Directive: Can you copy out every row below word for word, changing nothing?

Exercise material:
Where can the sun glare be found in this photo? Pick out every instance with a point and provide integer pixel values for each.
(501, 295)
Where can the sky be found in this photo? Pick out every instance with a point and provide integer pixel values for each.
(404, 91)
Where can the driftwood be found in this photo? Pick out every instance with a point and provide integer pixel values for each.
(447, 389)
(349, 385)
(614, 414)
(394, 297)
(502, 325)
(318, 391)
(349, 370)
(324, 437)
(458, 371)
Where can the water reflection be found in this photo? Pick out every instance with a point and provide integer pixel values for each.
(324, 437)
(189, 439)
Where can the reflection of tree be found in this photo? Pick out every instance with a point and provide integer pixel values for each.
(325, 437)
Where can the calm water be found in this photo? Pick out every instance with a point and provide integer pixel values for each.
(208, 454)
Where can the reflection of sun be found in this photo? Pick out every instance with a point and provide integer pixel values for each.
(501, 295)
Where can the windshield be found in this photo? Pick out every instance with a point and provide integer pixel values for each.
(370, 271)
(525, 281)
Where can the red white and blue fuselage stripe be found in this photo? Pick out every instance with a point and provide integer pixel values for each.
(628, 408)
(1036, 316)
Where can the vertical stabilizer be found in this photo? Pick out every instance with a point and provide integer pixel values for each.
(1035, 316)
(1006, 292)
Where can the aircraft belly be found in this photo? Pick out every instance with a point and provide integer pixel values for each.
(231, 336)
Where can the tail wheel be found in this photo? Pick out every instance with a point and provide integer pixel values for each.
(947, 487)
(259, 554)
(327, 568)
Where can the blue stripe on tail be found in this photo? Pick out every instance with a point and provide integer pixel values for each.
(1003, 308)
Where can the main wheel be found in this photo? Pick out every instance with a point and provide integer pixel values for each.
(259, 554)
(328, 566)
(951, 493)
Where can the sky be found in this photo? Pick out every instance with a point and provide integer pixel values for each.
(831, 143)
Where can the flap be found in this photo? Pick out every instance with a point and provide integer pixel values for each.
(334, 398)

Result for this exercise:
Where can the sun glare be found in this photo? Pick out every instance with a point and provide integer pixel values for each.
(501, 295)
Where can the sky be found in this photo? Pick out every instance with a point and provide integer pixel values for each.
(404, 91)
Where can the driftwood be found in this photo? Pick out every instance with a point and provide integer pixel values for each.
(447, 389)
(349, 385)
(614, 414)
(394, 297)
(502, 325)
(318, 391)
(349, 370)
(324, 437)
(458, 371)
Where can the water reflection be found in this photo? Pick out every instance with a point and provide integer pixel values for each.
(324, 437)
(189, 439)
Where can the reflection of tree be found in this photo? Pick out every instance with a point and provide integer pixel values for each.
(325, 437)
Where can the calm water be found in this photo? Pick out every instance with a point and provide integer pixel values for each.
(208, 454)
Where can the reflection of sun be found in this photo? Pick out every instance with a point and provide integer pixel values for each.
(501, 295)
Where can the windshield be found in this photo? Pick out every instance with a point and provide integer pixel values for each.
(370, 271)
(525, 281)
Where can the red white and blue fuselage stripe be found in this photo? Pick out every instance with a point and provide integer pixel values for each.
(628, 408)
(1036, 316)
Where can the vertical stabilizer be found in this photo? Pick out every instance with a point and provide integer pixel values for each.
(1035, 316)
(1006, 292)
Where can the aircraft belly be found in this photo? Pick out every instance with a point and provide integer pixel values for each.
(231, 336)
Where can the tail wheel be found in this photo? Pick out every instance with a point and provide integer pixel values for each.
(947, 487)
(259, 554)
(327, 568)
Where can the blue stripe on tail be found in this photo? Pick out every instance with a point and provide integer pixel values for each.
(1003, 308)
Where can the main wheel be found in this photo? Pick out every instance with a point and provide integer pixel values for each.
(259, 554)
(328, 566)
(951, 493)
Where can the sky be found in this photo? Pick out every instance with a point and provide integer pixel values for each.
(831, 143)
Where can the flap be found in this photo? Pick out every instance with a point and provide integer pixel values for each.
(334, 398)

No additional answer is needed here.